Stored data entries:
== Segment start ==

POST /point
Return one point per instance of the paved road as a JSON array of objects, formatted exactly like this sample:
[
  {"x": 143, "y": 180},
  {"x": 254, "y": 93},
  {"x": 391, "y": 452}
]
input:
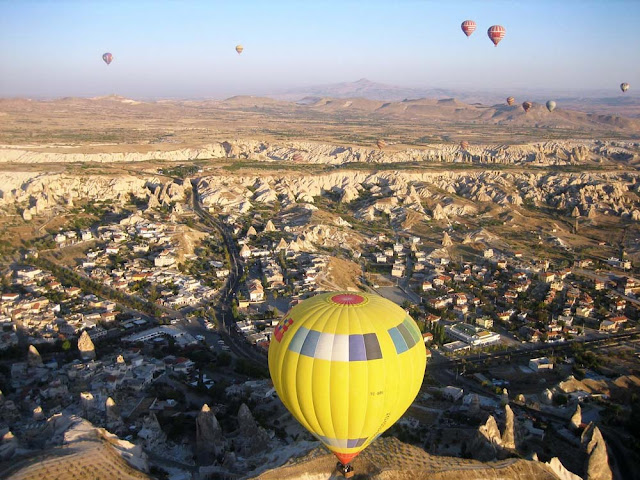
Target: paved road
[{"x": 236, "y": 341}]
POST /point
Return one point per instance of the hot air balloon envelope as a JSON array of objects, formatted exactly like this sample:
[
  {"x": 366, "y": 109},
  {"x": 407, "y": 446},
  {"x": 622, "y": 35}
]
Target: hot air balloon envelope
[
  {"x": 468, "y": 27},
  {"x": 496, "y": 33},
  {"x": 347, "y": 366}
]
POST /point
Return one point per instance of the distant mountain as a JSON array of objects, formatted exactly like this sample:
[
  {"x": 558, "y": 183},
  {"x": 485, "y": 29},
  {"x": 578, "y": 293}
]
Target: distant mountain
[
  {"x": 593, "y": 101},
  {"x": 362, "y": 88}
]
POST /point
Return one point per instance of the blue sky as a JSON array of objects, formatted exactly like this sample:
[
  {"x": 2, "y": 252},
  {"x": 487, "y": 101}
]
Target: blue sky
[{"x": 186, "y": 48}]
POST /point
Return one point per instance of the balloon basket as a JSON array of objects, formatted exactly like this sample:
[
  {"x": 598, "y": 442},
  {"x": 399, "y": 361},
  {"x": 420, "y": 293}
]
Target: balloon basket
[{"x": 347, "y": 470}]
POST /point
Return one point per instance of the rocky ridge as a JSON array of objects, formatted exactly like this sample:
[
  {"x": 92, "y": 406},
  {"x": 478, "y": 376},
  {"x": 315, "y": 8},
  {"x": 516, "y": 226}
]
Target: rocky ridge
[{"x": 533, "y": 154}]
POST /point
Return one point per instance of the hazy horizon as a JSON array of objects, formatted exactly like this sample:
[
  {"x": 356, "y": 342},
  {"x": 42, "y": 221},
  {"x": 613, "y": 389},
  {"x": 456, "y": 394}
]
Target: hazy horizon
[{"x": 186, "y": 49}]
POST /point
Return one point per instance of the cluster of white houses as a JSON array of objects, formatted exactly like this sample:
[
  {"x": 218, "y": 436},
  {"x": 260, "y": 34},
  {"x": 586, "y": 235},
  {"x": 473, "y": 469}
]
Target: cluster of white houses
[{"x": 44, "y": 321}]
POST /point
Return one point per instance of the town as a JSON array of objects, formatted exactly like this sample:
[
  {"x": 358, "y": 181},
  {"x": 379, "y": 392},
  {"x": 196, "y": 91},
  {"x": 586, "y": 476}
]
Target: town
[{"x": 153, "y": 315}]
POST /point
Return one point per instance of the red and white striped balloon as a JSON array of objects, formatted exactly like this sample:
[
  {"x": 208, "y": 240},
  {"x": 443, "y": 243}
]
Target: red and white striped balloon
[
  {"x": 468, "y": 27},
  {"x": 496, "y": 33}
]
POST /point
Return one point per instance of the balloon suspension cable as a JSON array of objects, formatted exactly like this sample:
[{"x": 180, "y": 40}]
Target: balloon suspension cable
[{"x": 347, "y": 470}]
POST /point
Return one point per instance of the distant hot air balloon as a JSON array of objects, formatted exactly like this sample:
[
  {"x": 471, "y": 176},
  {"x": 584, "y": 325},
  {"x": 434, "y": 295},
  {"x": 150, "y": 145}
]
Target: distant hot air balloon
[
  {"x": 468, "y": 27},
  {"x": 347, "y": 366},
  {"x": 496, "y": 33}
]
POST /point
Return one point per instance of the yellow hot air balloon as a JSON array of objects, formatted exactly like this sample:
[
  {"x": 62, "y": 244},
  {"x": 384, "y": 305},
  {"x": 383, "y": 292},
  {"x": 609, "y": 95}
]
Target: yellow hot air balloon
[{"x": 347, "y": 366}]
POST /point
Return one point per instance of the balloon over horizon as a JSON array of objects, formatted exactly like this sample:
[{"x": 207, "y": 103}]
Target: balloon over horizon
[
  {"x": 496, "y": 33},
  {"x": 347, "y": 366},
  {"x": 468, "y": 27}
]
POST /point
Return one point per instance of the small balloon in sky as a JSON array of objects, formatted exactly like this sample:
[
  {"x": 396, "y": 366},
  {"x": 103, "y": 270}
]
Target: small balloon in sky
[
  {"x": 468, "y": 27},
  {"x": 496, "y": 33}
]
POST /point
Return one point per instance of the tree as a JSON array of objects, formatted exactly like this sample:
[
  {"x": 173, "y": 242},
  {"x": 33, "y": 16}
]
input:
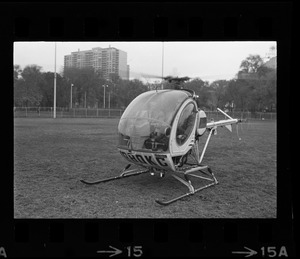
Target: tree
[{"x": 251, "y": 64}]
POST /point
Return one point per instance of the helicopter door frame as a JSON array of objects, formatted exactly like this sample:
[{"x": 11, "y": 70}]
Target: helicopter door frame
[{"x": 174, "y": 148}]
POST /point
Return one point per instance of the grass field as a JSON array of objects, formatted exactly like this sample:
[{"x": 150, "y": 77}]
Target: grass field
[{"x": 51, "y": 156}]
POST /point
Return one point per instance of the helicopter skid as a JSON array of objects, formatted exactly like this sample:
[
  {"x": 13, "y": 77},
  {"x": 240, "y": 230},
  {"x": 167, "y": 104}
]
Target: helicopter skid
[
  {"x": 124, "y": 173},
  {"x": 188, "y": 183}
]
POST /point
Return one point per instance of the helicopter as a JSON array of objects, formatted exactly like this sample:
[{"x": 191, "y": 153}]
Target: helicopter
[{"x": 160, "y": 133}]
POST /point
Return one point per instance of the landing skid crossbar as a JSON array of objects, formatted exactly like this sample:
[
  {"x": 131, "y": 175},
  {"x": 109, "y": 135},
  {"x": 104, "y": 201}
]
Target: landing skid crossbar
[
  {"x": 187, "y": 172},
  {"x": 124, "y": 173}
]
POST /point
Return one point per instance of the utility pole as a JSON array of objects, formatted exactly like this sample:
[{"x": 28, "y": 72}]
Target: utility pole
[
  {"x": 104, "y": 86},
  {"x": 162, "y": 67},
  {"x": 54, "y": 97},
  {"x": 71, "y": 97}
]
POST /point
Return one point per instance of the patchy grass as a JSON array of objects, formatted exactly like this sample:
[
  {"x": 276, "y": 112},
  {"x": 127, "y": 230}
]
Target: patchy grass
[{"x": 51, "y": 156}]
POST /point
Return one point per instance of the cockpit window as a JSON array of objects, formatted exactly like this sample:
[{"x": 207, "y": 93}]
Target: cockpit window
[
  {"x": 147, "y": 121},
  {"x": 186, "y": 123}
]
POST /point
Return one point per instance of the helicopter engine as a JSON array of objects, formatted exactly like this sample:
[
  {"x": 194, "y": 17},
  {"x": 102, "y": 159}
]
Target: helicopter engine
[{"x": 201, "y": 122}]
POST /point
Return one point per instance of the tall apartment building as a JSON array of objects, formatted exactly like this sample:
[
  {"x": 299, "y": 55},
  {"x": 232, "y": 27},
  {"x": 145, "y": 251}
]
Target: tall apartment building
[{"x": 107, "y": 60}]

== Segment end ==

### [TASK ITEM]
Print each entry above exactly. The pictures should not be printed.

### [WRITTEN RESPONSE]
POST /point
Return one point per instance of the paved road as a JSON array of objects, formatted exactly like this sample:
[
  {"x": 143, "y": 180},
  {"x": 254, "y": 93},
  {"x": 391, "y": 452}
]
input:
Target: paved road
[{"x": 236, "y": 341}]
POST /point
Return one point per instance of the hot air balloon envelope as a JSON array of objects, formatted exactly like this sample:
[
  {"x": 366, "y": 109},
  {"x": 407, "y": 446},
  {"x": 622, "y": 35}
]
Target: hot air balloon envelope
[
  {"x": 468, "y": 27},
  {"x": 496, "y": 33},
  {"x": 347, "y": 366}
]
POST /point
Return one point per instance of the distant mountain as a JSON array of objects, formatted exactly like this sample:
[
  {"x": 558, "y": 183},
  {"x": 485, "y": 29},
  {"x": 578, "y": 293}
]
Target: distant mountain
[
  {"x": 593, "y": 101},
  {"x": 362, "y": 88}
]
POST /point
Return one point per instance of the blue sky as a JSON array of objects, formatted exactly like this sample:
[
  {"x": 2, "y": 252},
  {"x": 487, "y": 101}
]
Target: blue sky
[{"x": 186, "y": 48}]
POST /point
Return one point per instance of the balloon basket as a JSON array of objects, formatted exactly like this sample:
[
  {"x": 598, "y": 442},
  {"x": 399, "y": 361},
  {"x": 420, "y": 293}
]
Target: balloon basket
[{"x": 347, "y": 470}]
POST /point
Return one point per instance of the rocky ridge as a JSON array of objects, formatted exactly like this sample:
[
  {"x": 92, "y": 406},
  {"x": 478, "y": 376},
  {"x": 315, "y": 8},
  {"x": 516, "y": 226}
]
Target: rocky ridge
[{"x": 533, "y": 154}]
POST /point
Return one point per instance of the hazy horizon as a JSON array of objects, formatted exactly like this sample:
[
  {"x": 356, "y": 342},
  {"x": 42, "y": 221},
  {"x": 613, "y": 389},
  {"x": 456, "y": 394}
]
Target: hazy horizon
[{"x": 186, "y": 49}]
POST /point
Return one point per instance of the cluster of white houses as a JSON array of objects, formatted exactly like this sample:
[
  {"x": 218, "y": 436},
  {"x": 260, "y": 34},
  {"x": 586, "y": 235},
  {"x": 473, "y": 469}
]
Target: cluster of white houses
[{"x": 44, "y": 321}]
POST /point
Return one point per instance of the town as a JSON array of objects, formatted exactly like this sample:
[
  {"x": 358, "y": 181},
  {"x": 379, "y": 392},
  {"x": 196, "y": 91},
  {"x": 586, "y": 476}
]
Target: town
[{"x": 153, "y": 315}]
POST /point
Return one point per instance of the red and white striped balloon as a JSON array of objects, formatted exactly like this sample:
[
  {"x": 208, "y": 240},
  {"x": 443, "y": 243}
]
Target: red and white striped balloon
[
  {"x": 468, "y": 27},
  {"x": 496, "y": 33}
]
POST /point
Return one point per instance of the balloon suspension cable as a JSON array of objects, formatted exactly like this sample:
[{"x": 180, "y": 40}]
Target: balloon suspension cable
[{"x": 347, "y": 470}]
POST /point
Return one point per instance of the distant hot air balloon as a JSON array of objects, formatted exactly like this sample:
[
  {"x": 471, "y": 176},
  {"x": 584, "y": 325},
  {"x": 434, "y": 295},
  {"x": 150, "y": 145}
]
Target: distant hot air balloon
[
  {"x": 468, "y": 27},
  {"x": 347, "y": 366},
  {"x": 496, "y": 33}
]
POST /point
Return one point per instance of the yellow hot air balloon as a JSON array of objects, formatted exactly like this sample:
[
  {"x": 62, "y": 244},
  {"x": 384, "y": 305},
  {"x": 383, "y": 292},
  {"x": 609, "y": 95}
]
Target: yellow hot air balloon
[{"x": 347, "y": 366}]
POST /point
Return one point per instance of the balloon over horizon as a JSON array of objects, formatted exactly like this sample:
[{"x": 207, "y": 103}]
Target: balloon over horizon
[
  {"x": 496, "y": 33},
  {"x": 347, "y": 366},
  {"x": 468, "y": 27}
]
POST /point
Return one point per instance of the small balloon in sky as a JSON array of objects, formatted exactly like this sample:
[
  {"x": 396, "y": 366},
  {"x": 103, "y": 270}
]
Target: small balloon in sky
[
  {"x": 468, "y": 27},
  {"x": 496, "y": 33}
]
POST /point
Return one point per instance of the tree as a JSON array of objects, formatted exactly like this sample:
[
  {"x": 173, "y": 242},
  {"x": 33, "y": 16}
]
input:
Target: tree
[{"x": 251, "y": 64}]
POST /point
Return one point per instance of the helicopter door frame as a JSON array of objects, formatted exactly like this sample:
[{"x": 11, "y": 70}]
Target: helicopter door frame
[{"x": 174, "y": 148}]
POST /point
Return one point per instance of the grass field as a JSON array of objects, formatted exactly like this sample:
[{"x": 150, "y": 77}]
Target: grass field
[{"x": 51, "y": 156}]
POST /point
Return one point per instance of the helicopter skid as a JSON array of objects, formatted exactly like this sample:
[
  {"x": 13, "y": 77},
  {"x": 240, "y": 230},
  {"x": 167, "y": 104}
]
Target: helicopter skid
[
  {"x": 124, "y": 173},
  {"x": 188, "y": 183}
]
POST /point
Return one point per instance of the helicopter as a JSON array of objects, formatted exactly like this sample:
[{"x": 191, "y": 153}]
Target: helicopter
[{"x": 160, "y": 133}]
POST /point
Return one point per instance of the landing skid crossbar as a JSON array of objects, formatted exactly like this sample:
[
  {"x": 131, "y": 175},
  {"x": 109, "y": 135},
  {"x": 104, "y": 201}
]
Target: landing skid crossbar
[
  {"x": 187, "y": 172},
  {"x": 124, "y": 173}
]
POST /point
Return one point per instance of the utility pole as a JSON array of objects, formatted exactly like this sample:
[{"x": 28, "y": 72}]
Target: utility pole
[
  {"x": 104, "y": 86},
  {"x": 162, "y": 67},
  {"x": 54, "y": 97},
  {"x": 71, "y": 97}
]
POST /point
Return one point per instance of the patchy grass as a JSON array of objects, formatted exactly like this sample:
[
  {"x": 276, "y": 112},
  {"x": 127, "y": 230}
]
Target: patchy grass
[{"x": 51, "y": 156}]
POST /point
Return one point per instance of the cockpit window as a JSON array of objects, formatted exactly like this sample:
[{"x": 207, "y": 93}]
Target: cockpit window
[
  {"x": 147, "y": 121},
  {"x": 186, "y": 123}
]
POST /point
Return one point per instance of the helicopter engine as a JSON array of objects, formatted exactly like this sample:
[
  {"x": 194, "y": 17},
  {"x": 102, "y": 159}
]
Target: helicopter engine
[{"x": 201, "y": 122}]
POST /point
Return one point per instance of the tall apartment building as a JSON array of objects, formatted exactly like this sample:
[
  {"x": 299, "y": 55},
  {"x": 232, "y": 27},
  {"x": 145, "y": 251}
]
Target: tall apartment building
[{"x": 107, "y": 60}]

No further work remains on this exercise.